### WHAT IS EXPECTED
Every entry should be reproduced precisely, with each picture left out.

Saved data entries
╭──
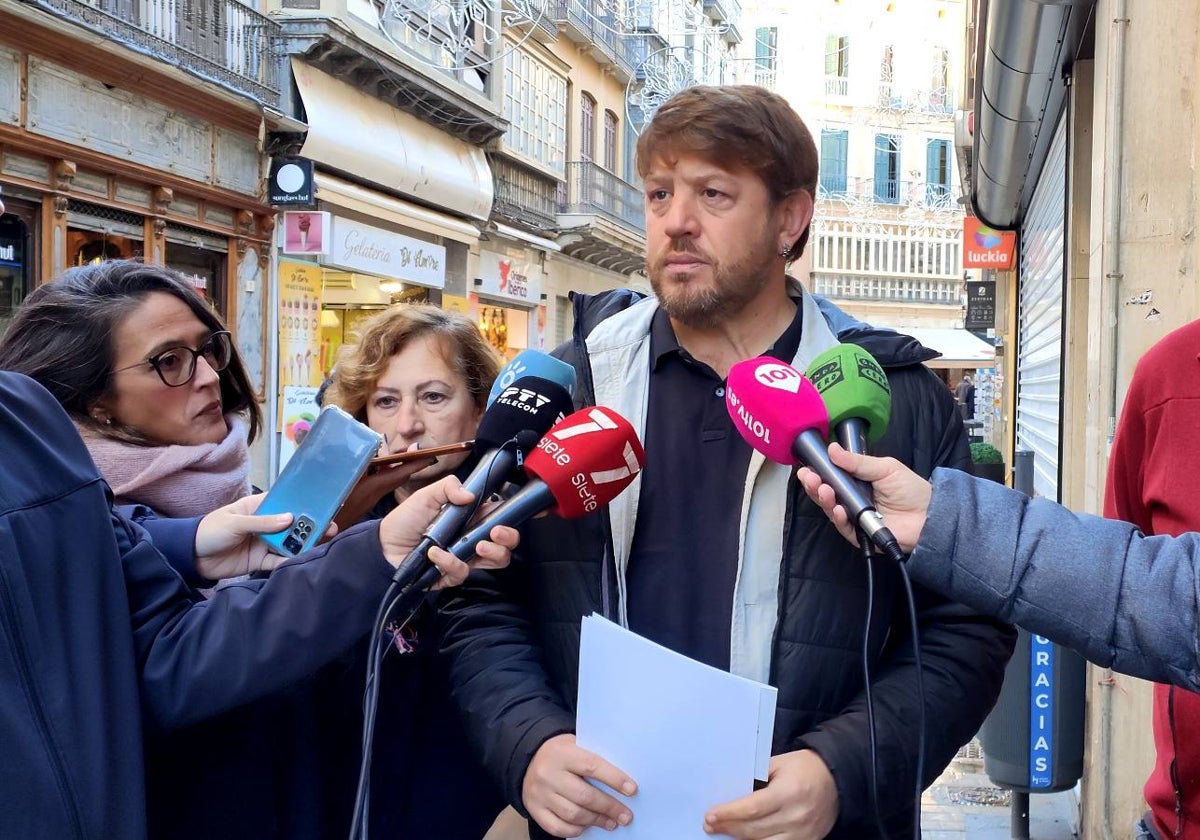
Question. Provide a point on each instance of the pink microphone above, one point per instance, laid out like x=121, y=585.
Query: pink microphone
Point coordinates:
x=780, y=413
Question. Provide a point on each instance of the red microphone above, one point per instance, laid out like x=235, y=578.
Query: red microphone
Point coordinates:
x=780, y=413
x=582, y=463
╰──
### EXERCISE RESPONSE
Question. Provide a point on each instance of the pink microphone above, one point per instance, laid out like x=121, y=585.
Query: pink microphone
Point coordinates:
x=780, y=413
Question. Provide a point on each instance of the red microphone above, one point per instance, laid out like x=235, y=578.
Query: red microphone
Point coordinates:
x=780, y=413
x=582, y=463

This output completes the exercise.